* [EXERCISE OBJECTIVE]
Omit every picture and return the rest of the data unaltered.

* [INFORMATION PROVIDED]
*-*-*

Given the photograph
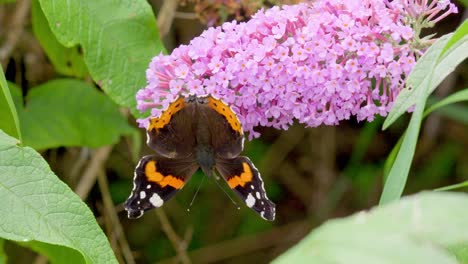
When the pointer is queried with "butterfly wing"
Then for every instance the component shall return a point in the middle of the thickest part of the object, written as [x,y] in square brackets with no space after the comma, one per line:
[242,177]
[156,180]
[171,134]
[227,136]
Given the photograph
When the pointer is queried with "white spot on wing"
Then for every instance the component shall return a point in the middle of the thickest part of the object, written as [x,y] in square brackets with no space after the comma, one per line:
[250,201]
[147,137]
[156,200]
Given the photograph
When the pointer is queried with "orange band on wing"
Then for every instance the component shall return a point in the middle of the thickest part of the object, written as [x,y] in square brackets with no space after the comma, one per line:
[159,122]
[154,176]
[227,112]
[245,177]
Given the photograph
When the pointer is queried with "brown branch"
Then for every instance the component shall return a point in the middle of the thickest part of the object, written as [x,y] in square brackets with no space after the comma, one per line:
[88,179]
[16,27]
[292,232]
[166,16]
[109,209]
[179,245]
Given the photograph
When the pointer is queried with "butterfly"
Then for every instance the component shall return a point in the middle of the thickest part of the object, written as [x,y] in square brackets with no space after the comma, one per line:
[195,132]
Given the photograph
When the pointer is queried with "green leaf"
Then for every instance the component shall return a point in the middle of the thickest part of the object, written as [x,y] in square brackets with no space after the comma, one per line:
[8,116]
[423,79]
[424,228]
[3,257]
[459,34]
[453,98]
[408,97]
[69,112]
[453,187]
[37,207]
[55,253]
[118,38]
[398,175]
[392,156]
[67,61]
[448,51]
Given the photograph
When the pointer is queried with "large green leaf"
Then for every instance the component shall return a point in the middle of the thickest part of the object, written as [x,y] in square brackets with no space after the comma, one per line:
[453,51]
[3,257]
[118,38]
[67,61]
[37,207]
[418,76]
[8,116]
[424,228]
[69,112]
[423,79]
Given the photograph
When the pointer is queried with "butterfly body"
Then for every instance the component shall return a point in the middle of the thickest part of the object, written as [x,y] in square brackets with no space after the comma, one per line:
[195,132]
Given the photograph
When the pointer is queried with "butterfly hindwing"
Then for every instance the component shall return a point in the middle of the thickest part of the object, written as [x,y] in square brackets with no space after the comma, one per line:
[245,180]
[175,125]
[156,180]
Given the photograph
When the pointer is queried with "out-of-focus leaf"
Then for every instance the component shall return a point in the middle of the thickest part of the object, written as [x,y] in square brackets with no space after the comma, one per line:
[453,98]
[67,61]
[3,257]
[453,187]
[428,72]
[423,228]
[9,121]
[37,207]
[419,75]
[459,34]
[446,53]
[69,112]
[118,38]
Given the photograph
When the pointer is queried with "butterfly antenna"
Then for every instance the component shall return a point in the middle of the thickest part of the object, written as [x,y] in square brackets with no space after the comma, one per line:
[230,198]
[196,193]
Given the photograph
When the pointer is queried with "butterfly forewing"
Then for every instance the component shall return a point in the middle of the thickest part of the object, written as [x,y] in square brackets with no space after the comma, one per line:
[156,180]
[245,180]
[171,135]
[227,135]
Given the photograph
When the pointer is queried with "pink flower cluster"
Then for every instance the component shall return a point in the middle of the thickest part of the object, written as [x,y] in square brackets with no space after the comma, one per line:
[316,63]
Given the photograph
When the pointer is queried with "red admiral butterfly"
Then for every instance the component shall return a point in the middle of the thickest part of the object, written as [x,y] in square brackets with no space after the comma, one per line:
[195,132]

*-*-*

* [ANSWER AREA]
Given the photograph
When the pointer is queried with "butterfly wing"
Then for every instance the component shall return a point in the middle of the thickest part of the object, written as [x,y] in square brackets with no space after the comma, one per line:
[242,177]
[156,180]
[171,134]
[227,136]
Given the photograph
When the pointer is queried with "white spot on wing"
Then for every instance the component shall return a point in the middle of the thickest part of the object, written as [x,y] in square brackets with no space after the comma, one per line:
[250,201]
[147,137]
[156,200]
Given the photograph
When the pointer is queried with "orange band on wing"
Then for every instance the component shall return a point in the middle of the thickest part of the object, written as [x,y] in square brackets with no space after the comma, one per line:
[159,122]
[154,176]
[227,112]
[245,177]
Given the photograph
When the pointer is queried with "brown branch"
Then for every instance the component shall return a point in the middle of the thickest part of the object, written as [x,y] in square brackets with no space after the comma, one per line:
[88,179]
[16,27]
[292,232]
[166,16]
[109,209]
[179,245]
Given the photograph
When the pointer is queried with "butterfly"
Then for every instance the component shall return a point in the middle of the thickest part of the object, written as [x,y] in square brackets with no space after the comma, one per line:
[195,132]
Given the photograph
When the pointer is queried with "green leaf"
Then for every instance the component shall return a point in the middle of the thickest part of the object, written as [x,y] in square brackets with no space after the comma, one per line:
[8,116]
[423,79]
[424,228]
[3,257]
[459,34]
[453,98]
[408,97]
[69,112]
[453,187]
[37,207]
[55,253]
[118,38]
[398,175]
[392,156]
[67,61]
[448,51]
Given the photograph
When the pointer is queried with "large green leaf"
Then for every instance the component shall return a point in the middle of the thickest part of the object, written as [x,y] in square brackets with no space after the comma, one per line:
[453,51]
[3,257]
[118,38]
[67,61]
[37,207]
[418,76]
[8,116]
[424,228]
[69,112]
[423,79]
Given the photograph
When the pointer is queried with "butterfly body"
Then for every instance the component shall return a point in the middle of the thickest part of the object, written as [x,y] in square brackets with no space after the comma, one per line:
[195,132]
Given the photograph
When the pointer is queried with "butterfly hindwing"
Then for every instance the component shall return a point in the middle of the thickest part of the object, written as [x,y] in square brackets with no space after the comma, one per line:
[245,180]
[175,125]
[156,180]
Given the photograph
When the pointer is queried with "out-of-focus leaf"
Then for every instance the component shall return a point in the middle of the thickest part of the object, written as [x,y] in square brackets with no space after the comma, one per line:
[453,98]
[67,61]
[3,257]
[453,187]
[428,72]
[423,228]
[9,121]
[37,207]
[419,75]
[459,34]
[446,53]
[69,112]
[118,38]
Given the photograph
When the pointer is queried with "butterfly antenna"
Then for every instance the component shall return a point in the middle of the thickest part of the object, written as [x,y] in square brackets with no space after the comma, one per line:
[230,198]
[196,193]
Given the photograph
When the pointer is queried with "butterfly forewing"
Then for every instance the component shall return a point in the middle of the thickest part of the object, written as [x,y] in square brackets with no space after the comma, one per line:
[156,180]
[245,180]
[171,135]
[227,135]
Given the photograph
When the pointer is queried with "pink flower cluster"
Then for every instance the component shall return a point in the middle of the thickest part of the object, written as [x,y] in square brackets with no space after the comma, one per line:
[316,63]
Given the photograph
When the pointer is queried with "red admiral butterfly"
Then for every instance the component shall return a point in the middle of the thickest part of the object, written as [x,y] in square brackets with no space after the comma, one per line:
[195,132]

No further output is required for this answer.